- [Instructions to follow]:
Give the data below again exactly as written, without its pictures.

--- Records provided ---

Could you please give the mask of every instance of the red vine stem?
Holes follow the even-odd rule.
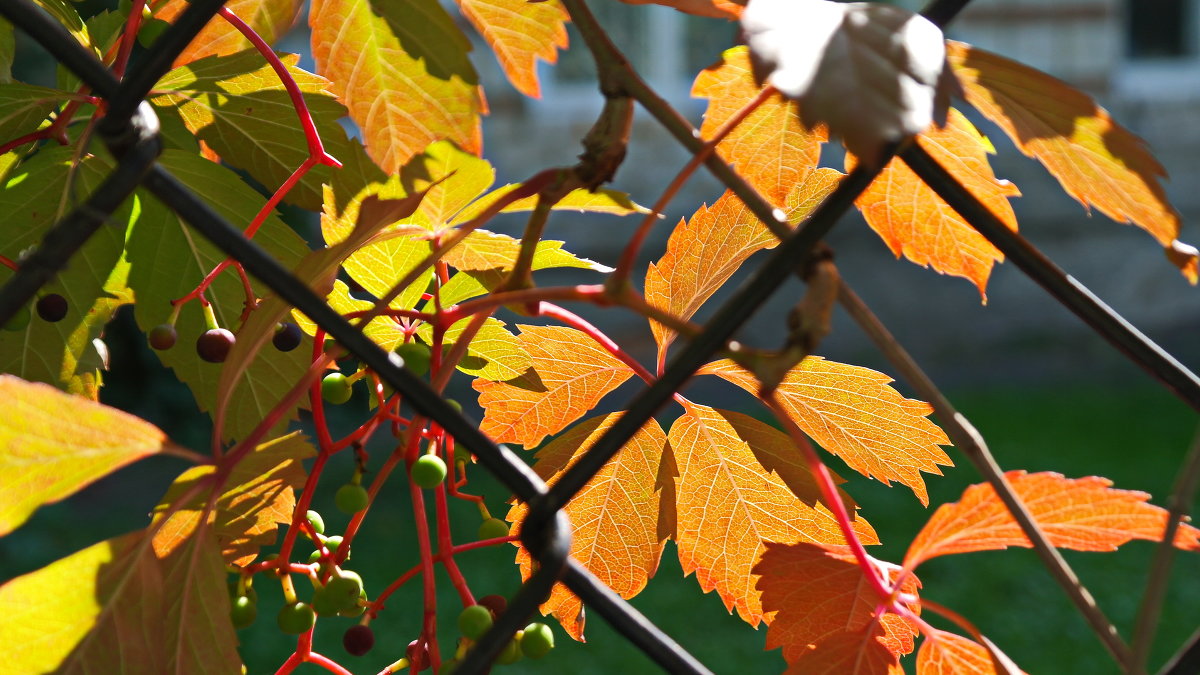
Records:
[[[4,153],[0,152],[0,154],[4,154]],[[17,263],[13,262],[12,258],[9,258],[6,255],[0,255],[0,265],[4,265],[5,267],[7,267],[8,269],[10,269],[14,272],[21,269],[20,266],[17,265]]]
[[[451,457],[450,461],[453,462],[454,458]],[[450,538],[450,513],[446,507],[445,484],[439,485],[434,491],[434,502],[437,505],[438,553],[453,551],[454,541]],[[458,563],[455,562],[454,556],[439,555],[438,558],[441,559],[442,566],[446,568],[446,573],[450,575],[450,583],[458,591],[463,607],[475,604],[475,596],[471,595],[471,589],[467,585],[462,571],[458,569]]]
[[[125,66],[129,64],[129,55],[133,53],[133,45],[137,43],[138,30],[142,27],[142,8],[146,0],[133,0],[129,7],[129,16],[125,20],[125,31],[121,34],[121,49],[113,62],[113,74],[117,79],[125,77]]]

---

- [Answer to the problem]:
Could you please give the mask of every instance of the red vine stem?
Holes follow the even-odd rule.
Records:
[[[4,153],[0,152],[0,154],[4,154]],[[17,263],[13,262],[12,258],[9,258],[6,255],[0,255],[0,265],[4,265],[5,267],[7,267],[8,269],[10,269],[14,272],[21,269],[20,266],[17,265]]]
[[[451,457],[450,461],[453,462],[454,458]],[[450,538],[450,513],[446,507],[445,484],[439,485],[434,491],[434,502],[437,505],[438,553],[453,551],[454,541]],[[458,563],[455,562],[454,556],[439,555],[438,558],[441,559],[442,566],[446,568],[446,573],[450,575],[450,583],[458,591],[463,607],[475,604],[475,596],[471,595],[471,589],[467,585],[462,571],[458,569]]]
[[[125,66],[129,64],[129,55],[133,53],[133,45],[137,43],[138,30],[142,27],[142,8],[146,0],[133,0],[129,7],[129,16],[125,20],[125,31],[121,34],[121,49],[113,62],[113,74],[117,79],[125,77]]]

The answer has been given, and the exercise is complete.